__Set problem 1__: In the duckdb_iceberg discussion, where do the file:// paths come from?
__Set problem 2__: Please resume the duckdb_iceberg discussion from the point at which it stops.

** start Source excerpt **

Also to be certain that it is not some kind of OS-level permission issue, I put 777 on the exact avro file. Any idea what could be causing it, I made the iceberg file via pyiceberg with basically their default example from the quickstart.

teaguesterling commented 2 months ago

I was able to reproduce this and also observed the same behavior when looking at the test suite files. I'm going to re-test on the original PR branch to see if I can trace it down. Oddly, it seems like the 1st filesystem action works and all subsequent actions fail.

teaguesterling commented 2 months ago

Upon further investigation, the file:// paths are coming from the metadata files themselves. I was originally mistaken in thinking this was also happening with the test suite files. It does seem to be caused by subsequent filesystem actions, but only because the paths in the metadata files don't work with duckdb_iceberg's expectations.

** end Source excerpt **
** start Data lines **

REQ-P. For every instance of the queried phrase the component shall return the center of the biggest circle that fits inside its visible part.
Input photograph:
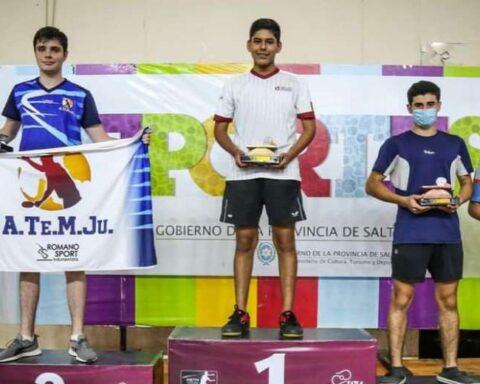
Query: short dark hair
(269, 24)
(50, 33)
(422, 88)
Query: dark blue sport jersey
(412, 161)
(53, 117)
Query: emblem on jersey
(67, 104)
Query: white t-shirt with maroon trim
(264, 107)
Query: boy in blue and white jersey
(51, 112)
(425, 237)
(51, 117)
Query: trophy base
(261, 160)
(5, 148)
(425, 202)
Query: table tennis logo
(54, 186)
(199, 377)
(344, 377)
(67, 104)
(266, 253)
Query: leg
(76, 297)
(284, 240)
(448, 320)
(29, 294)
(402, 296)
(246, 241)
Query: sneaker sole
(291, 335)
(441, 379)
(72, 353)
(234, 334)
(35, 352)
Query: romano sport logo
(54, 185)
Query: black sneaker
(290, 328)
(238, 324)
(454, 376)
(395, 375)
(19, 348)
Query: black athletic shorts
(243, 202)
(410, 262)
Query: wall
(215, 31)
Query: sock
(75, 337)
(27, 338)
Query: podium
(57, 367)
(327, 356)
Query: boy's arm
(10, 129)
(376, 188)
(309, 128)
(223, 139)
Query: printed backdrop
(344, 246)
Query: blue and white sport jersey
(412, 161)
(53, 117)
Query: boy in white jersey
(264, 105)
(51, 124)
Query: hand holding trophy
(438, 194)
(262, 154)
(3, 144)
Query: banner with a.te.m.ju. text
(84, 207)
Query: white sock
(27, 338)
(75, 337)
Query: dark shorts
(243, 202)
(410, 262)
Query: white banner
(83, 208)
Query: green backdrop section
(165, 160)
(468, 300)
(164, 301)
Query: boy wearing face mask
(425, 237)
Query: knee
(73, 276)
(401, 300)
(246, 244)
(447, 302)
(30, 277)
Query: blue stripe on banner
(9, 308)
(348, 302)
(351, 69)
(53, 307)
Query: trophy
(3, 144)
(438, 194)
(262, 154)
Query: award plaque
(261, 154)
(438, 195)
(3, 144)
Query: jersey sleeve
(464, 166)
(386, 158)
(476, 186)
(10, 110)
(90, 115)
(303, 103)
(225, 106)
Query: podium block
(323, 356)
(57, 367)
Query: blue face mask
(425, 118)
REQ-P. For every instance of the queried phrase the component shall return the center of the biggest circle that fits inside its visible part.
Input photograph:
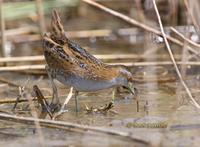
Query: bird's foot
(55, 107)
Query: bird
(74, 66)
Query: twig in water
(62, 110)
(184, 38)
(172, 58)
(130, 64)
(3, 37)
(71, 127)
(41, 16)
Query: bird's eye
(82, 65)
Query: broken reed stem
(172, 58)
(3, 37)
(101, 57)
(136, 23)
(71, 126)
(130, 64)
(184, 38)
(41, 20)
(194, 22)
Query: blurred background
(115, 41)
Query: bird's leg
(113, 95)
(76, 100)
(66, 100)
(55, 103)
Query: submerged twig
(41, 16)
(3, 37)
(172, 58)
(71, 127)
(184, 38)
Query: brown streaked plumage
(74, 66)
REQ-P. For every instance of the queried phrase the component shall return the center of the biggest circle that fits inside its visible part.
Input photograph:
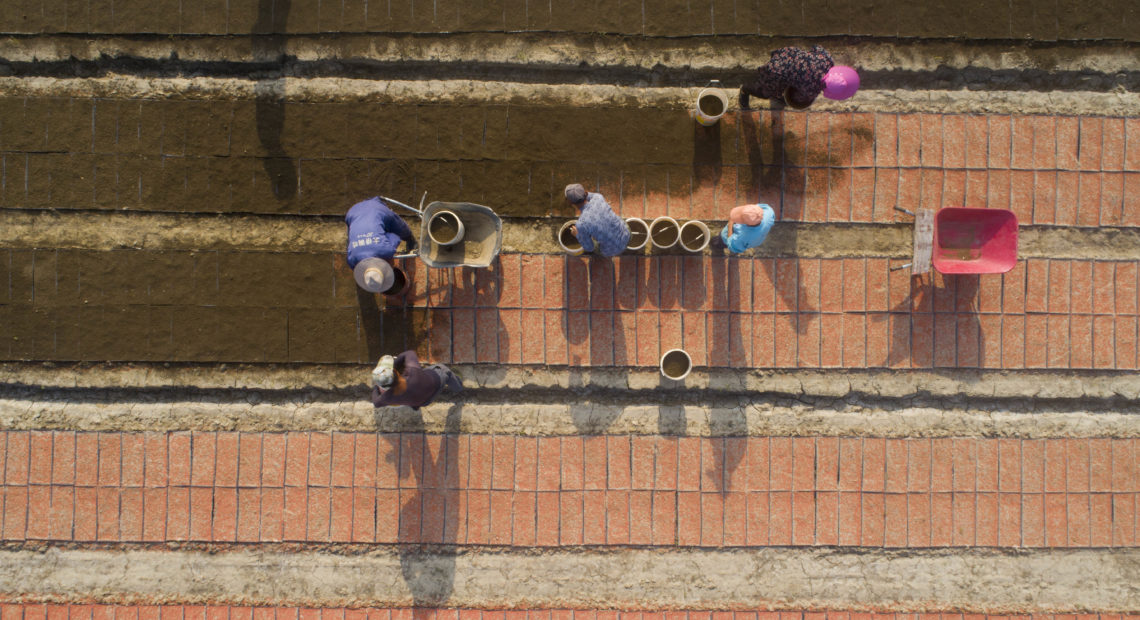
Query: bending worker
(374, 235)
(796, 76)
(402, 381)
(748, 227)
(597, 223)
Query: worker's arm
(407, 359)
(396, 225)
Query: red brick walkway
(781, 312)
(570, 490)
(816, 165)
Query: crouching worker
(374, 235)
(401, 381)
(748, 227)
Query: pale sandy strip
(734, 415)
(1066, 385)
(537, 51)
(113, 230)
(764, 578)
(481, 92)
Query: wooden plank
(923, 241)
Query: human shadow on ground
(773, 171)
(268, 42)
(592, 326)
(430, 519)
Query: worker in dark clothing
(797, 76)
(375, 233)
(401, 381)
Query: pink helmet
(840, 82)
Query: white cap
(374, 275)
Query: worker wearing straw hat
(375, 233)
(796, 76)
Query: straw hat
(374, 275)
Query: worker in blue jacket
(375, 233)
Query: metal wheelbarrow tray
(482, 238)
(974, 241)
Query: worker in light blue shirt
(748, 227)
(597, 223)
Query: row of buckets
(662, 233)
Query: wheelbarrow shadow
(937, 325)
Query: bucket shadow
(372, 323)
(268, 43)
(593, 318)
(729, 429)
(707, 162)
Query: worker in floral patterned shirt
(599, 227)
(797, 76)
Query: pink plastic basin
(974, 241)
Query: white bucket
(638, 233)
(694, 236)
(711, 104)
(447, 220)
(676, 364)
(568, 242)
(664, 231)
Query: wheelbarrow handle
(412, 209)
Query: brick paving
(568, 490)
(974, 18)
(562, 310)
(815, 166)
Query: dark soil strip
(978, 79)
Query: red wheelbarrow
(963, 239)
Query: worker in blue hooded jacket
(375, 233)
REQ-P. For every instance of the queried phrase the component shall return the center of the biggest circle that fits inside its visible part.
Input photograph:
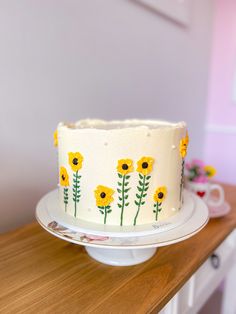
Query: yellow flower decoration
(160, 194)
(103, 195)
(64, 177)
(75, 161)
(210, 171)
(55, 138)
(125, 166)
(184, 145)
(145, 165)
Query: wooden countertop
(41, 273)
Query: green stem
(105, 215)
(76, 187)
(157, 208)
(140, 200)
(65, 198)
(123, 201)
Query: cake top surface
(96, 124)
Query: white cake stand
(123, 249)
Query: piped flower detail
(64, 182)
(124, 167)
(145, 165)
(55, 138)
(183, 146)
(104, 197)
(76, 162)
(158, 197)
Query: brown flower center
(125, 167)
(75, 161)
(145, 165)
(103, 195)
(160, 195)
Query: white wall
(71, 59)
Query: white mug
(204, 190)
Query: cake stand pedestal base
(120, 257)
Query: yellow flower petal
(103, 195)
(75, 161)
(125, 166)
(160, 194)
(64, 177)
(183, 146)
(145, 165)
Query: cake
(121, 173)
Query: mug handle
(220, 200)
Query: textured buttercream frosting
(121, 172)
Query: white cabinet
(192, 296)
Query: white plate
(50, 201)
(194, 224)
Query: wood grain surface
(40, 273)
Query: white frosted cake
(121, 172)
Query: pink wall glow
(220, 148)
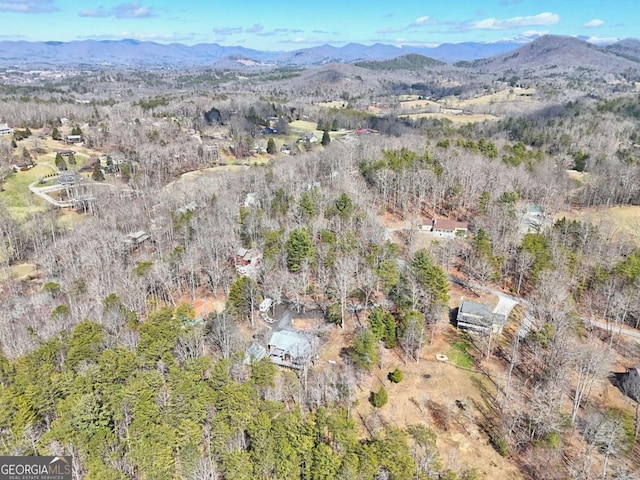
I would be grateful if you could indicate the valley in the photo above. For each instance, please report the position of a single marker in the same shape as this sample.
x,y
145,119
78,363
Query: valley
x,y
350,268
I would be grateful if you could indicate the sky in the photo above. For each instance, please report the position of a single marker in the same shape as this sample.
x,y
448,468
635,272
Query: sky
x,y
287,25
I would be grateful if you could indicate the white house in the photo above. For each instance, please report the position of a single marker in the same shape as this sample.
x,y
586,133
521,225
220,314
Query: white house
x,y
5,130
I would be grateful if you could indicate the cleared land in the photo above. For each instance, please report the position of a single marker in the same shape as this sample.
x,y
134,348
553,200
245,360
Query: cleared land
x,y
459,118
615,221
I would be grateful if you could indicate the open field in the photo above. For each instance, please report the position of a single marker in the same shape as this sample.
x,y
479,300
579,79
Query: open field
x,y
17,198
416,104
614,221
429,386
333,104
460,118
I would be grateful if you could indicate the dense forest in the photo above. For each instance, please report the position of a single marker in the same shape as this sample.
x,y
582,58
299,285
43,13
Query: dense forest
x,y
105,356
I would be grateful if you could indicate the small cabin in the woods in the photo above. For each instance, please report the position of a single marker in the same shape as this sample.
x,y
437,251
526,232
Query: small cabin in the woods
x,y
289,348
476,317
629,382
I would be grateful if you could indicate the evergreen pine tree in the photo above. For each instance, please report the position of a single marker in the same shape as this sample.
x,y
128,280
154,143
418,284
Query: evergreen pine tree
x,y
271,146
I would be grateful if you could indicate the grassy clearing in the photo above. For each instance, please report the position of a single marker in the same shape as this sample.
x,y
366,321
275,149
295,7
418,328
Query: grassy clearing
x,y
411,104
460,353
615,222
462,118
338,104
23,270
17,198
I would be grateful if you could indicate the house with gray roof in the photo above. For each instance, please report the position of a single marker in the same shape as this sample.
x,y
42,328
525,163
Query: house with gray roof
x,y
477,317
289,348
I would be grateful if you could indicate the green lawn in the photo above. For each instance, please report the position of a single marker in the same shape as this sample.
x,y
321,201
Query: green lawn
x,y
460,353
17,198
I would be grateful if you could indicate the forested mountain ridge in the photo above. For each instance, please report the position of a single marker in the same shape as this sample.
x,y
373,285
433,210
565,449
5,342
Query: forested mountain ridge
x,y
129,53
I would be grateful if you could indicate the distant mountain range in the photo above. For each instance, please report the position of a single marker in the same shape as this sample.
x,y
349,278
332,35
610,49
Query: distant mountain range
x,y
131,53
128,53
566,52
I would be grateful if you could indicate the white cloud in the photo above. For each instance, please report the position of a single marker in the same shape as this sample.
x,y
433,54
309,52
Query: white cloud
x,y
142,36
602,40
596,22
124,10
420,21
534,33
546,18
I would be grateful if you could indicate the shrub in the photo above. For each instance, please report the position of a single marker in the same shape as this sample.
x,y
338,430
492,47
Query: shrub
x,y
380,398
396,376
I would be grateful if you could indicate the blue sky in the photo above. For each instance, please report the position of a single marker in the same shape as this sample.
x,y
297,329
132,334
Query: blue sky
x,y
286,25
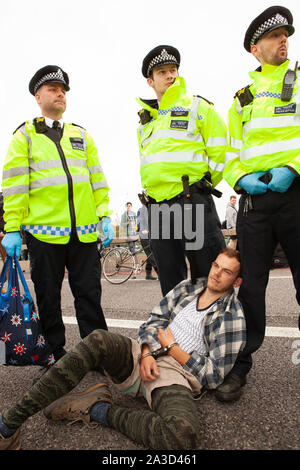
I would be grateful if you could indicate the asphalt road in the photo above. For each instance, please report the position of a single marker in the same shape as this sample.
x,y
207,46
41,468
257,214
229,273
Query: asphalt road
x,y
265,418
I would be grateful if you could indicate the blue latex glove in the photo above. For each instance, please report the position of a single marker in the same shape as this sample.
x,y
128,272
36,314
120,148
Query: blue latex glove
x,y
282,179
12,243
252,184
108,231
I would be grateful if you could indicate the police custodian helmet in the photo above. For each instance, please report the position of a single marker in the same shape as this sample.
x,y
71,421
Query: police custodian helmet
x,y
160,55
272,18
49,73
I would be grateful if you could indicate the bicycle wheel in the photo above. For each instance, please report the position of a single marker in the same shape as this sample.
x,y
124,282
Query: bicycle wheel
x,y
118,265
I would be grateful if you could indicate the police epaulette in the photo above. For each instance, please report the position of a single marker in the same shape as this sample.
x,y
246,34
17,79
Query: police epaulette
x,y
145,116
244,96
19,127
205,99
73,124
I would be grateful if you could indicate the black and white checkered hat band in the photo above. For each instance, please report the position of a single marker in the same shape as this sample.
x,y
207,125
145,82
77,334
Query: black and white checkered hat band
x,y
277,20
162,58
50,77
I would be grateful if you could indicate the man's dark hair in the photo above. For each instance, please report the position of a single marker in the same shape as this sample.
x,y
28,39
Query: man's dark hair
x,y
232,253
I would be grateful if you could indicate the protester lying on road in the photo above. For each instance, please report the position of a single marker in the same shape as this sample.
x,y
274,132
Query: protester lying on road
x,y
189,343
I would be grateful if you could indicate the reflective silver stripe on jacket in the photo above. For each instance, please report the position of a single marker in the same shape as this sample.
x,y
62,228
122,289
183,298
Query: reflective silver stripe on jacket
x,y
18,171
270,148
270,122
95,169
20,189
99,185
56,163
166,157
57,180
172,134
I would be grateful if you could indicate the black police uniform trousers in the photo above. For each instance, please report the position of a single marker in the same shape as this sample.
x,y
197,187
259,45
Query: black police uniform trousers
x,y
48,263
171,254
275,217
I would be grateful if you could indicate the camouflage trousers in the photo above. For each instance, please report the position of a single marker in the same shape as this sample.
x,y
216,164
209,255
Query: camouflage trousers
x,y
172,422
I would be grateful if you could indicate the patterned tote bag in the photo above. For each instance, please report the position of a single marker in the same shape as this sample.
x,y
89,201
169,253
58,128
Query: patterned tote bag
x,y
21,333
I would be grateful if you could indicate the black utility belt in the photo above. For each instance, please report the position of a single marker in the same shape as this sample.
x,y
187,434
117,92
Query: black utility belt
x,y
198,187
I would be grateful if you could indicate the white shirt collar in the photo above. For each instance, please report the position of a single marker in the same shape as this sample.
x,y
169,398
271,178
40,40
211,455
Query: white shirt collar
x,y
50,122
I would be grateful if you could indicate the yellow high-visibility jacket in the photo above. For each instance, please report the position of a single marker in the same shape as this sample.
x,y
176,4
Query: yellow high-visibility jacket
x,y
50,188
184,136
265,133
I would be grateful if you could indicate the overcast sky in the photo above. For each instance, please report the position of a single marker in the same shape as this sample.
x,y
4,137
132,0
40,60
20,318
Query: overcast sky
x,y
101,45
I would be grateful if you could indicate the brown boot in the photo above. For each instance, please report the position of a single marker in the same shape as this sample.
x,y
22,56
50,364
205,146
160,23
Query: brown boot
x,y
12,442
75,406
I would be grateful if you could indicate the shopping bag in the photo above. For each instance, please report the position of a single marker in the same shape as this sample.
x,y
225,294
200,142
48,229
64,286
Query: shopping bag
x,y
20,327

** end Data lines **

__Task response 1__: They come from the metadata files themselves.

__Task response 2__:
I suspect what you're observing is actually a different issue having to do with the way pyiceberg represents relative paths being incompatible with the way the duckdb_iceberg extension is handling them. This should probably be handled as a separate issue. It seems that we probably need to have the metadata files handle the file:// prefix.

I don't know this part of the code well enough yet to make any other claims about it. I can show that it does seem to be related to paths with a few tests:

$ ./build/release/duckdb -c "FROM iceberg_metadata('test2/warehouse/default.db/taxi_dataset', version='00003-afdf5761-964a-4766-986d-c6d20f942df0')"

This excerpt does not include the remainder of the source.